# The data

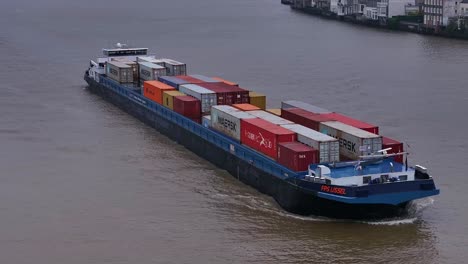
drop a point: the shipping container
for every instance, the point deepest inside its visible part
(354, 142)
(203, 78)
(328, 147)
(397, 147)
(187, 106)
(305, 106)
(353, 122)
(151, 59)
(189, 79)
(227, 94)
(119, 71)
(275, 111)
(225, 81)
(168, 98)
(264, 136)
(270, 117)
(226, 119)
(172, 81)
(246, 107)
(206, 121)
(174, 67)
(150, 71)
(257, 99)
(154, 90)
(296, 156)
(305, 118)
(206, 97)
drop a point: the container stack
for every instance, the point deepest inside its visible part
(354, 142)
(119, 72)
(264, 136)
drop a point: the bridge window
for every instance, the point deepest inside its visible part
(366, 179)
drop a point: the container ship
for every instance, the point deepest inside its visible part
(311, 160)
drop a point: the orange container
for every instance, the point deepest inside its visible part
(225, 81)
(246, 107)
(154, 90)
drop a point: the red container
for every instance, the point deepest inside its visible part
(297, 156)
(396, 146)
(264, 136)
(227, 94)
(189, 79)
(187, 106)
(353, 122)
(305, 118)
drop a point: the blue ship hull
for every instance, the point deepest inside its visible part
(288, 188)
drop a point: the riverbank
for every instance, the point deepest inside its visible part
(401, 23)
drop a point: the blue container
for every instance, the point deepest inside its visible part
(172, 81)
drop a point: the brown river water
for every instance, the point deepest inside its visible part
(83, 182)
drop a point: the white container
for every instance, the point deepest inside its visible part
(226, 119)
(203, 78)
(150, 71)
(119, 71)
(206, 121)
(354, 142)
(174, 67)
(207, 97)
(304, 106)
(328, 147)
(270, 117)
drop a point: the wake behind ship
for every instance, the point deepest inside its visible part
(309, 159)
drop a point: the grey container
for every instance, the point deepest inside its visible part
(304, 106)
(207, 97)
(119, 71)
(227, 120)
(174, 67)
(150, 71)
(354, 142)
(270, 117)
(328, 147)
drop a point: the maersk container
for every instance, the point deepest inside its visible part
(172, 81)
(206, 121)
(257, 99)
(246, 107)
(203, 78)
(206, 97)
(354, 142)
(296, 156)
(275, 111)
(353, 122)
(226, 119)
(174, 67)
(328, 147)
(270, 117)
(227, 94)
(168, 98)
(119, 71)
(396, 147)
(305, 106)
(154, 90)
(264, 136)
(150, 71)
(225, 81)
(305, 118)
(187, 106)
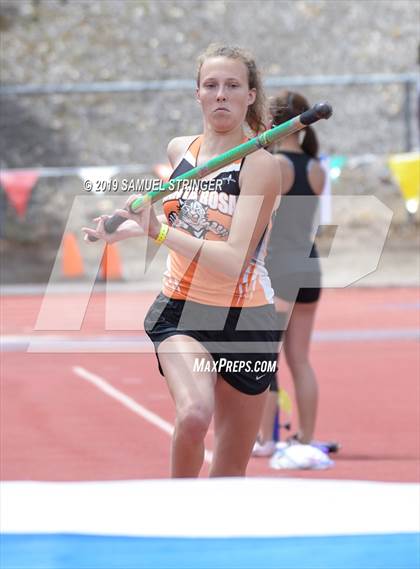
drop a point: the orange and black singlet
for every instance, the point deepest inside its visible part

# What the task asks
Print the material above word for word, first line through the line with "drop a point: the bridge window", and leave every picture out.

# Answer area
drop a point: the shipping container
for every instance, the point deepest inside its visible part
(354, 142)
(203, 78)
(328, 147)
(397, 147)
(187, 106)
(305, 106)
(353, 122)
(151, 59)
(189, 79)
(227, 94)
(119, 71)
(275, 111)
(225, 81)
(168, 98)
(264, 136)
(270, 117)
(226, 119)
(172, 81)
(246, 107)
(206, 121)
(174, 67)
(150, 71)
(257, 99)
(154, 90)
(296, 156)
(305, 118)
(206, 97)
drop a point: the container stack
for every instance, the point deepest inside its visible part
(354, 142)
(119, 72)
(264, 136)
drop a point: the bridge window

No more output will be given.